• [What you are asked to do]:
Please find every line in the records below that contains the word "hood", and copy it.

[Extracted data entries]
◇ ◇ ◇ ◇ ◇

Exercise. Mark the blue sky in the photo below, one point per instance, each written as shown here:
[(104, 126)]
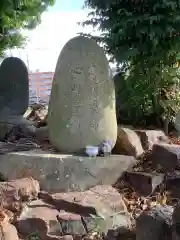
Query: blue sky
[(59, 24), (67, 5)]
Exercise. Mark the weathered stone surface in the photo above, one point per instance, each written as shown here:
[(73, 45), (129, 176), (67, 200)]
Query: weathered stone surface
[(14, 126), (143, 183), (42, 133), (38, 217), (75, 213), (151, 137), (173, 184), (128, 142), (82, 103), (15, 147), (13, 193), (8, 232), (14, 92), (166, 155), (57, 172), (155, 223), (177, 122), (176, 223)]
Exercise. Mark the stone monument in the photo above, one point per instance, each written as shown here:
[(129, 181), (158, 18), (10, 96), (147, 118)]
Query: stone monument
[(14, 94), (82, 103)]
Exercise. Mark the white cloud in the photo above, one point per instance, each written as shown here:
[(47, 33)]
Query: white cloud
[(47, 40)]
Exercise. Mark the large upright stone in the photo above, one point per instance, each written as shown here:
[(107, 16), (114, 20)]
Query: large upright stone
[(82, 103), (14, 87)]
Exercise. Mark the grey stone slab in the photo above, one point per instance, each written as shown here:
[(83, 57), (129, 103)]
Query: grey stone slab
[(60, 172)]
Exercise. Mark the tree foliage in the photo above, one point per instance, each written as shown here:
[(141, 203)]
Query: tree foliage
[(143, 37), (16, 15)]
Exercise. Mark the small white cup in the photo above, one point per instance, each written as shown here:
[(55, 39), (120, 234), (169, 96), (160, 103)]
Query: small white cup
[(92, 151)]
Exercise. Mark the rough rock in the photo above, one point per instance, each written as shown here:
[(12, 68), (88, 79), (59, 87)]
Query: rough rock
[(82, 103), (58, 172), (15, 126), (7, 147), (13, 193), (176, 223), (14, 92), (151, 137), (173, 184), (128, 142), (144, 183), (155, 223), (8, 232), (42, 133), (165, 155), (75, 213)]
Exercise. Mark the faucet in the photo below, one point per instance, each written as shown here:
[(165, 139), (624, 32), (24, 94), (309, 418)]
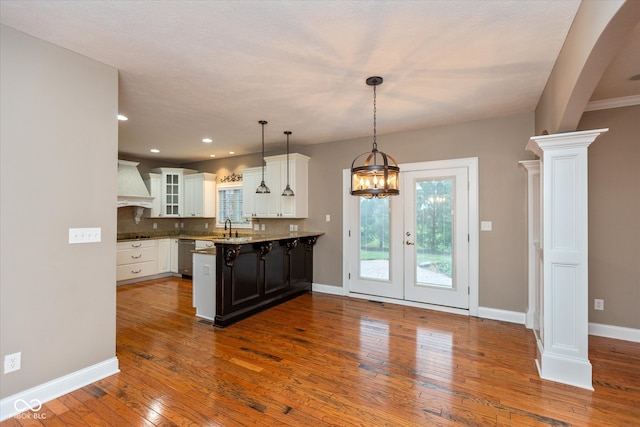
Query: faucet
[(225, 226)]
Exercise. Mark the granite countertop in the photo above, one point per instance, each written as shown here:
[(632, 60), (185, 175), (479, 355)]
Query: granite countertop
[(220, 239)]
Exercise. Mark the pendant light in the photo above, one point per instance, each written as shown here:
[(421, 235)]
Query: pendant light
[(263, 189), (288, 191), (372, 179)]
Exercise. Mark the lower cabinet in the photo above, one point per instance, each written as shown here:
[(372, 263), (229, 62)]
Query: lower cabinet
[(136, 258)]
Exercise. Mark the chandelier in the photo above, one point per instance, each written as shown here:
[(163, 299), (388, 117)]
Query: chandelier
[(375, 177)]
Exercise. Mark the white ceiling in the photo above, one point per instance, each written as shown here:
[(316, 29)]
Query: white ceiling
[(196, 69)]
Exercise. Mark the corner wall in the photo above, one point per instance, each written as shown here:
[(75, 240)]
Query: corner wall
[(58, 152), (614, 210)]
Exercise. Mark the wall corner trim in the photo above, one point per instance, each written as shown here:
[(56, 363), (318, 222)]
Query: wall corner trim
[(615, 332), (50, 390), (502, 315), (328, 289)]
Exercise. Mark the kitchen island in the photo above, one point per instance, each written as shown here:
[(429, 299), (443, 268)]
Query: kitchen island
[(252, 274)]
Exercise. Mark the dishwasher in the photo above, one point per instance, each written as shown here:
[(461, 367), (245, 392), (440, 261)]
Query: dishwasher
[(185, 256)]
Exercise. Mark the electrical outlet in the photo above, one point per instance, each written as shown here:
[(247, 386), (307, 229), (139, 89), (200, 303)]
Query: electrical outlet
[(12, 362), (85, 235), (598, 304)]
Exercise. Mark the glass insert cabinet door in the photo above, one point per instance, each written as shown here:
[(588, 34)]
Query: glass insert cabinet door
[(172, 194)]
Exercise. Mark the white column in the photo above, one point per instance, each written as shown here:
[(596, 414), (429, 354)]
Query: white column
[(563, 341), (532, 320)]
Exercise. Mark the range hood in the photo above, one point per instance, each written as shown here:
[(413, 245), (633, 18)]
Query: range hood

◇ ◇ ◇ ◇ ◇

• [Task result]:
Exercise. Mark the range hood in the photo above, one point per instance, each written as shown here:
Query: range hood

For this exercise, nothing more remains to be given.